» **Goal**
Count the lines in the records below that contain the string "mountain", treating uppercase and lowercase as different. Reply with the number alone.

» **Dataset extract**
━━━━━━━━━━
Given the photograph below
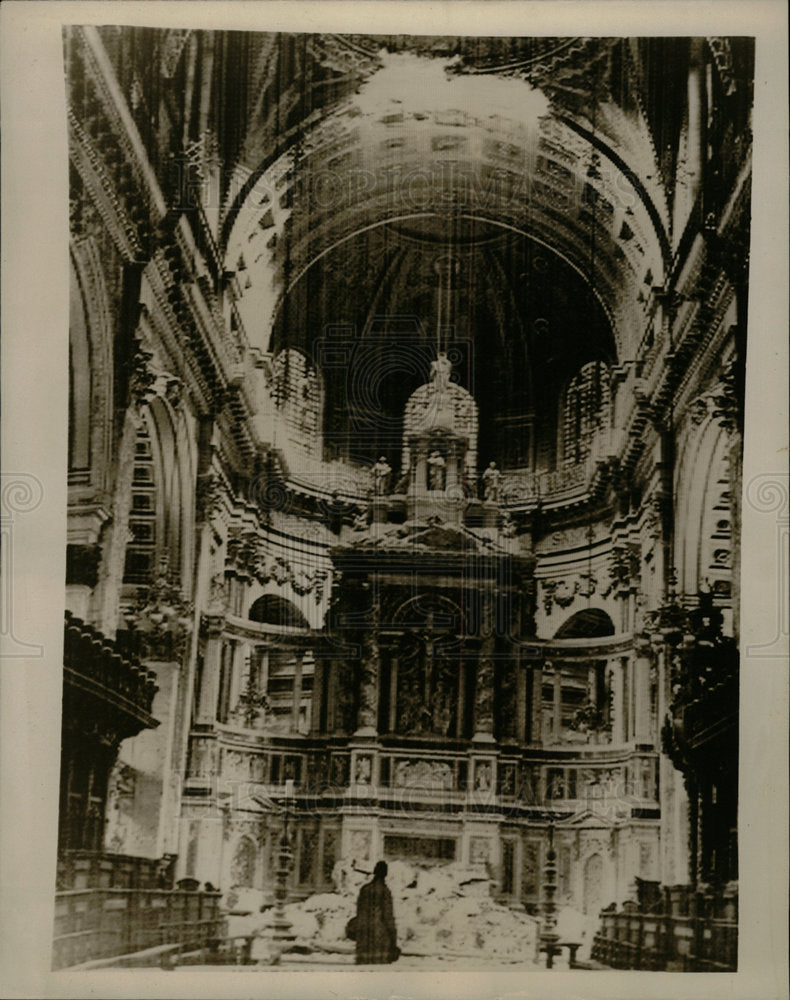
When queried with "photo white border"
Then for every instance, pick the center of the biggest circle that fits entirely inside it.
━━━━━━━━━━
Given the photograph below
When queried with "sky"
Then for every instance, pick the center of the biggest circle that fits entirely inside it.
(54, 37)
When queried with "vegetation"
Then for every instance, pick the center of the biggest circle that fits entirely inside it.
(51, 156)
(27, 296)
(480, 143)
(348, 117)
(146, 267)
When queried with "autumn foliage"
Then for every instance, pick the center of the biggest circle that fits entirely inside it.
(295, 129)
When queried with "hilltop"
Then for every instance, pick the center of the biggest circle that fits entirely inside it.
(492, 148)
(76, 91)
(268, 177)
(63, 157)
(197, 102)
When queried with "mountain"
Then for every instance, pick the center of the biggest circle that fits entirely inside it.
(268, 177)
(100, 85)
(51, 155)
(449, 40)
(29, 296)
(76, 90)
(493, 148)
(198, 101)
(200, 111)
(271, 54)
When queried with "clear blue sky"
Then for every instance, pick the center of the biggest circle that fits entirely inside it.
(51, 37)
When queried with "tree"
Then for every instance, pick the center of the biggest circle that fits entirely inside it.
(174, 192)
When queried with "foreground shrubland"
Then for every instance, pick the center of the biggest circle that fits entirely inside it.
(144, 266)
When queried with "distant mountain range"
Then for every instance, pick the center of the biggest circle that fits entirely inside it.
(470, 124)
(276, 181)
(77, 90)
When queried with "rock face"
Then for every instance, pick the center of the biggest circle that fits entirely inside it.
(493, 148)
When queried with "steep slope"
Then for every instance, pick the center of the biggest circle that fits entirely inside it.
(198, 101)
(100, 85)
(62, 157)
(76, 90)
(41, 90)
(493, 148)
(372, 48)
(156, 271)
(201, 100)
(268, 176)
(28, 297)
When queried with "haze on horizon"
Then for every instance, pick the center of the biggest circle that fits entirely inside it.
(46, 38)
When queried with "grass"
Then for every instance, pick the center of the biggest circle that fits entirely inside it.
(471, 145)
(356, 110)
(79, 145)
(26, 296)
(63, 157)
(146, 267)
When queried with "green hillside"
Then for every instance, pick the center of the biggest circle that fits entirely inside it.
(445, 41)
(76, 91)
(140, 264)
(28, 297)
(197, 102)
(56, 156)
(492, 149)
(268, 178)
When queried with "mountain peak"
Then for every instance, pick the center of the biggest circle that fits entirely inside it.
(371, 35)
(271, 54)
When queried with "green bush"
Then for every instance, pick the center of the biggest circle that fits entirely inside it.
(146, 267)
━━━━━━━━━━
» **Result below**
3